**DATA TO EXAMINE**:
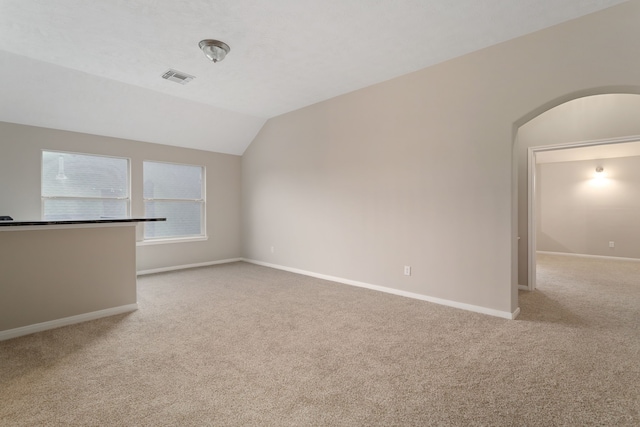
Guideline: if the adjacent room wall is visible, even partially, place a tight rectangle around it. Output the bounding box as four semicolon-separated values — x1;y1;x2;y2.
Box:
536;156;640;259
0;121;242;272
242;1;640;316
517;94;640;286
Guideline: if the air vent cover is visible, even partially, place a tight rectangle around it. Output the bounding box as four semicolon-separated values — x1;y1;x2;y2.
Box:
162;69;195;85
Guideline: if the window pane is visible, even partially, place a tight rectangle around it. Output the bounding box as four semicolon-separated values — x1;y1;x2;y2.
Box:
42;151;128;198
43;199;128;220
143;162;202;200
144;201;202;238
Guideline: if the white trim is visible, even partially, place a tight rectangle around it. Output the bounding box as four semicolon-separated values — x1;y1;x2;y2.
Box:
527;147;537;291
537;251;640;262
136;235;208;246
518;285;529;291
526;135;640;292
136;258;242;275
243;259;520;320
529;135;640;153
0;303;138;341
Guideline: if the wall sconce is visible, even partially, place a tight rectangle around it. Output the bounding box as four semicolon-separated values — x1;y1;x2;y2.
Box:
591;165;607;187
594;166;606;179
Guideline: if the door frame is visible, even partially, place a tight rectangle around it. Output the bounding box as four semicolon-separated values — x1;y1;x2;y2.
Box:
526;135;640;291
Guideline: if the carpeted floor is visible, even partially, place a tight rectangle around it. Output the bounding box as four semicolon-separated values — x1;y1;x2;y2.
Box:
1;254;639;426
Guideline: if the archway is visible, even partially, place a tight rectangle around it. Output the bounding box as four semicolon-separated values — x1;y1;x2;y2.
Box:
514;92;640;296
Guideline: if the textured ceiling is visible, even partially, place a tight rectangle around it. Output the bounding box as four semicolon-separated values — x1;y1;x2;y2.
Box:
0;0;628;154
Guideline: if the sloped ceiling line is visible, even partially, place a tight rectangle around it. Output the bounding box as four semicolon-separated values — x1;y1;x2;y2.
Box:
0;0;627;154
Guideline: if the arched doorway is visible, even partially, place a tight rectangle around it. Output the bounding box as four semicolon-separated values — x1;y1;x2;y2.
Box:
515;93;640;293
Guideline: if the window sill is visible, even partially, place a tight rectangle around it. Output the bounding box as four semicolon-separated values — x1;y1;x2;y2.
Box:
137;236;208;246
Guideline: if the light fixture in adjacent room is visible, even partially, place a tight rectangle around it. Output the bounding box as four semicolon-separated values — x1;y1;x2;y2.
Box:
199;39;230;63
591;165;607;187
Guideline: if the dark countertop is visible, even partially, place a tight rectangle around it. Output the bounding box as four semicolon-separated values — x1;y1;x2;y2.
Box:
0;217;166;227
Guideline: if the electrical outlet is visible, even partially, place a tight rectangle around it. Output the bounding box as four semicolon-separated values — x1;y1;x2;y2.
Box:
609;241;615;248
270;246;275;253
404;265;411;276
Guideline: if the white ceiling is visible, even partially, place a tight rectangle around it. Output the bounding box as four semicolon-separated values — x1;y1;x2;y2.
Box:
0;0;628;154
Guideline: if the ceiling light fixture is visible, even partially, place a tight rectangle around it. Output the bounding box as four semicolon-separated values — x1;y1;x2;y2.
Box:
199;39;230;63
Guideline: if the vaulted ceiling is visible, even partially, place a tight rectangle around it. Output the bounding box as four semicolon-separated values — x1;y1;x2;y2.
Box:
0;0;627;154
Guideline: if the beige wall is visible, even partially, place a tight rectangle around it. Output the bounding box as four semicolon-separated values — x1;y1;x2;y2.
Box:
242;1;640;315
517;94;640;286
536;156;640;258
0;121;242;271
0;225;136;331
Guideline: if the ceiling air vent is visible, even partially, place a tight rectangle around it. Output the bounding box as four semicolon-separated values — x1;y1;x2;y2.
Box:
161;69;195;85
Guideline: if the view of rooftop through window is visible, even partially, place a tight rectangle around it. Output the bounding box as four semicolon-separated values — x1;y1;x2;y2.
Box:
41;151;129;220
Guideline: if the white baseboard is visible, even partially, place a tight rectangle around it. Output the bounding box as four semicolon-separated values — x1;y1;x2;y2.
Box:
137;258;243;276
0;303;138;341
537;251;640;262
518;285;530;291
243;259;519;320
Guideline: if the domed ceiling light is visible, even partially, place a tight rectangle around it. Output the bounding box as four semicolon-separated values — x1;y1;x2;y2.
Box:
199;39;230;63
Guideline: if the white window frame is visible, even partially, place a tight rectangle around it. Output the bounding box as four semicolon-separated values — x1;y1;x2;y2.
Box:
141;160;206;244
41;150;131;220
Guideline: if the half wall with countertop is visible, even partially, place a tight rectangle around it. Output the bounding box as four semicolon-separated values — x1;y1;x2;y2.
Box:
0;121;242;272
0;218;161;340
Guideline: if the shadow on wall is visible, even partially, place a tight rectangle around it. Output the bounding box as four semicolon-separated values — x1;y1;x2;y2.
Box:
536;233;572;255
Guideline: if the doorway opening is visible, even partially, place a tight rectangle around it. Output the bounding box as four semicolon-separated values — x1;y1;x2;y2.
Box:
526;136;640;290
516;93;640;295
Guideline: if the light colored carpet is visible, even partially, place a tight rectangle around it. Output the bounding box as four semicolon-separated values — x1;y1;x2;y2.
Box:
1;254;639;426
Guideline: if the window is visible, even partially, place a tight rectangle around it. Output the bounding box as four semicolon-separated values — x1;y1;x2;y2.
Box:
42;151;129;220
143;161;205;240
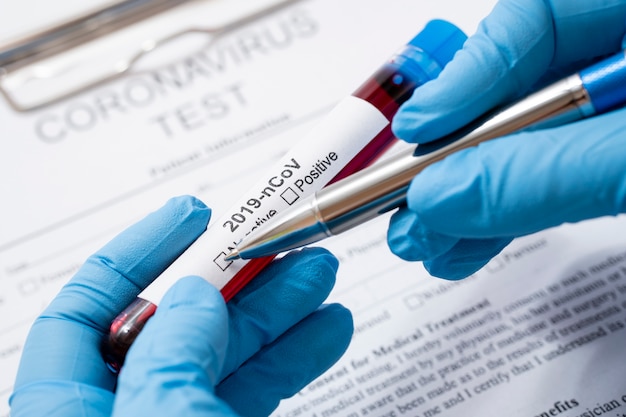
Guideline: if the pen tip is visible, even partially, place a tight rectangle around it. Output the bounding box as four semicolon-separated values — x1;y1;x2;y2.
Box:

**EXERCISE BRIEF**: Both end lines included, restate word for word the lines above from the line with "Guideline: if the window sill" to the line with "Guideline: if the dark", and nothing else.

**WRITTEN SOLUTION**:
Guideline: if the window sill is visible, even partially, place a tight rectangle around it. Output the bounding box as four semicolon-separated values — x1;y1;x2;y2.
Box:
137;236;208;246
Guideline: if the light fixture in adjacent room is visible, even partially, place a tight rectangle around it. Output the bounding box as four semicolon-separated values — x1;y1;x2;y2.
Box:
199;39;230;63
591;165;607;187
Guideline: if the dark countertop is visible, even partially, place a tight rectangle around it. Output the bounding box as four semicolon-separated values — x1;y1;x2;y2.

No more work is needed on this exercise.